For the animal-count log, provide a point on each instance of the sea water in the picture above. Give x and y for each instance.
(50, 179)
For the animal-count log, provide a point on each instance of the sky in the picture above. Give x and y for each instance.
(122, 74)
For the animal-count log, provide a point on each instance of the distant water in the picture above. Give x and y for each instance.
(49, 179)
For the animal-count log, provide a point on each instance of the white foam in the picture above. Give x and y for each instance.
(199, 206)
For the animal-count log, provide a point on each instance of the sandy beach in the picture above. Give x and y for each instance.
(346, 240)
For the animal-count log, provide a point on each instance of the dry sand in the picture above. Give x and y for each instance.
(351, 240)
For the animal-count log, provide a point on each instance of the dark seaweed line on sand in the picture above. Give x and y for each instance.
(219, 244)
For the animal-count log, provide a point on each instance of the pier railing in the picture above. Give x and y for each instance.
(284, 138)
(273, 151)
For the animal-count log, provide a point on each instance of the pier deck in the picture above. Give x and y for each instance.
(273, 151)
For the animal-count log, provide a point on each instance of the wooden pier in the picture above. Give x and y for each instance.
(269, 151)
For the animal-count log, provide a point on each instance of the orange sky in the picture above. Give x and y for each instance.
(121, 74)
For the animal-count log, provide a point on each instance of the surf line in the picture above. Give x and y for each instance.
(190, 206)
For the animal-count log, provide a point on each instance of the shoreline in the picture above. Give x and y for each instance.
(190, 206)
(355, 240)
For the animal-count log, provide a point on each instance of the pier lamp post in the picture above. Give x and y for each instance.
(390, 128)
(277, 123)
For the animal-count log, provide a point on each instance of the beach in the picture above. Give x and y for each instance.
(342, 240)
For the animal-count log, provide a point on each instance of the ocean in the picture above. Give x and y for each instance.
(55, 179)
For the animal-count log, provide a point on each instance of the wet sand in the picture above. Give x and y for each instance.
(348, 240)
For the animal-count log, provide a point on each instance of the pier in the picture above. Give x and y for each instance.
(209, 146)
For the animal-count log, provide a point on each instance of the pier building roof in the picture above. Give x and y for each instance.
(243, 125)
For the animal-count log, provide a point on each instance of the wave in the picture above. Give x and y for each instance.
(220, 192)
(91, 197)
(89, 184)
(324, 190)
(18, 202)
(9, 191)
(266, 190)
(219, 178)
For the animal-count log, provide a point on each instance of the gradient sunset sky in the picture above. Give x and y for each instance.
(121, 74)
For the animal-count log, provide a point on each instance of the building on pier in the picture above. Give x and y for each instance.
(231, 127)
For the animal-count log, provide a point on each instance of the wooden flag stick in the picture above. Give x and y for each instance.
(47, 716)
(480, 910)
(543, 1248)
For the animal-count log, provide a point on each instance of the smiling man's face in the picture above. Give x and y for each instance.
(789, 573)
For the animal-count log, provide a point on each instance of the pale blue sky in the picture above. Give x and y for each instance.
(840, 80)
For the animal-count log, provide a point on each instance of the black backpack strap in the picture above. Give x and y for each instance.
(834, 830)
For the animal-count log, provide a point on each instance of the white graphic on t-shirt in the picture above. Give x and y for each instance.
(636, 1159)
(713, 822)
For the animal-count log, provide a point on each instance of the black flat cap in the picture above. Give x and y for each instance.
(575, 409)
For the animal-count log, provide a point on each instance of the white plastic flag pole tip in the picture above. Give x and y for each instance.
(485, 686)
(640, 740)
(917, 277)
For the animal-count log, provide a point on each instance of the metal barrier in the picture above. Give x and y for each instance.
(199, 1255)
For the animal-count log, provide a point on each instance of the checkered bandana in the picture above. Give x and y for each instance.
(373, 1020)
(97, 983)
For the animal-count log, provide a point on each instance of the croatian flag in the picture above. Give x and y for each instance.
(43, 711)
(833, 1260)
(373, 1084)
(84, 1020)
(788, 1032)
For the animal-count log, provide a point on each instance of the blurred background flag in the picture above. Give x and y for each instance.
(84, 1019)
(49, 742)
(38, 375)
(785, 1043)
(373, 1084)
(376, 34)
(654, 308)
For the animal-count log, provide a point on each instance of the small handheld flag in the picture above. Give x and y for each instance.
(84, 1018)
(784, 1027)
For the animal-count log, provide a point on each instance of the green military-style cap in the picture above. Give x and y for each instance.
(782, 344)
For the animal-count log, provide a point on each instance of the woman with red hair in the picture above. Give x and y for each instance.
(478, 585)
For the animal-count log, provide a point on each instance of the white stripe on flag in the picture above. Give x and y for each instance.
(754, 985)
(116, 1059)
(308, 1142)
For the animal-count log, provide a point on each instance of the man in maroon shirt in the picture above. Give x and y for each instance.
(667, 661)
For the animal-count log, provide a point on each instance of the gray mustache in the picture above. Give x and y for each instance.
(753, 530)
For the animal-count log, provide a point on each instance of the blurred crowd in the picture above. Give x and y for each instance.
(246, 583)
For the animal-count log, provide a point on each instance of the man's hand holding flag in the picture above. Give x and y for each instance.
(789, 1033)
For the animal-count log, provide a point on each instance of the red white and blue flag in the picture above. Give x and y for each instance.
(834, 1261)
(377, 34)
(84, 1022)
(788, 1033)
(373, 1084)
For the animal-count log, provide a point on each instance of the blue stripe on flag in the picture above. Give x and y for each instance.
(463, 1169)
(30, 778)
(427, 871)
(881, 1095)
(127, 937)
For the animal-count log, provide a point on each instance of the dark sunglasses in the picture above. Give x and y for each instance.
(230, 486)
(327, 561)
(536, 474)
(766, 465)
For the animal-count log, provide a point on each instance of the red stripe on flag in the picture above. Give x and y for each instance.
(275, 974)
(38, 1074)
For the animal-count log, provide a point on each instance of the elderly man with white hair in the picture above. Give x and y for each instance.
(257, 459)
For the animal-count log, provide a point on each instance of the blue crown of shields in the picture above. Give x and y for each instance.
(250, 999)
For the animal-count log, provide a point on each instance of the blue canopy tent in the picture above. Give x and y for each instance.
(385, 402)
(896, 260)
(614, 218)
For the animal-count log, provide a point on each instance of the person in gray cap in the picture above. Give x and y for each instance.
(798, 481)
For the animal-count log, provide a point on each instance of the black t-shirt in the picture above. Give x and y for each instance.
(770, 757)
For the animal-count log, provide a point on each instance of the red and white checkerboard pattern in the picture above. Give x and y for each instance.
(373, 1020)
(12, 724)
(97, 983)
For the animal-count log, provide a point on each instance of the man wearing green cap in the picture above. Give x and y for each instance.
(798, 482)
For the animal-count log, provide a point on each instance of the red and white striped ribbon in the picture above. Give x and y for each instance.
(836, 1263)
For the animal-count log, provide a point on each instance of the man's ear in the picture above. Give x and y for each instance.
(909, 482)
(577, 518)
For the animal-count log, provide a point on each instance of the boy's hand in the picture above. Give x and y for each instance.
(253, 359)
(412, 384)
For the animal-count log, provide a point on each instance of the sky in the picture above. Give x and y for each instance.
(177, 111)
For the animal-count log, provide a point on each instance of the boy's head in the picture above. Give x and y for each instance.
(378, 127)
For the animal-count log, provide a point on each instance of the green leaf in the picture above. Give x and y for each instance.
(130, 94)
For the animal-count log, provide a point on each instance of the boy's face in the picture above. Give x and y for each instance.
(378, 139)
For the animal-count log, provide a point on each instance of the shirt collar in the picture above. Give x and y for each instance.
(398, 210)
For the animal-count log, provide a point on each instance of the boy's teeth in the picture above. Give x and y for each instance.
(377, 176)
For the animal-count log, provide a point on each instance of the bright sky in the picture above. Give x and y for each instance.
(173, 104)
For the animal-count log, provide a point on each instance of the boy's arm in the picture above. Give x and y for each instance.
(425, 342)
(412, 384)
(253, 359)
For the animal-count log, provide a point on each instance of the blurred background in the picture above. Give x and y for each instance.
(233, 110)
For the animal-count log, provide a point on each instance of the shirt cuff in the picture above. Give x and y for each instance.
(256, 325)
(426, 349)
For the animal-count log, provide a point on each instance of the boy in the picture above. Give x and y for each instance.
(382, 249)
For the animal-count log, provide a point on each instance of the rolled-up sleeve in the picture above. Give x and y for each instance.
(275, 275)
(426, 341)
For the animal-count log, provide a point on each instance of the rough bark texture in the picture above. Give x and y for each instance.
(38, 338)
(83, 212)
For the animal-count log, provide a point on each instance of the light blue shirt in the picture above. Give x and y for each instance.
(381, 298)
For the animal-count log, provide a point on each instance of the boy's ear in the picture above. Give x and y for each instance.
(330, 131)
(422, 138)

:::::

WORK TO BE COMPLETED:
Starting at the line containing "the boy's ear" and running through the last line, copy those lines again, requests included, with 95 added to every x and y coordinate in the answers.

ANSWER BELOW:
For the animal-count log, provide a point on each instance of the boy's ear in the picture above. Give x and y for each instance.
(425, 226)
(517, 233)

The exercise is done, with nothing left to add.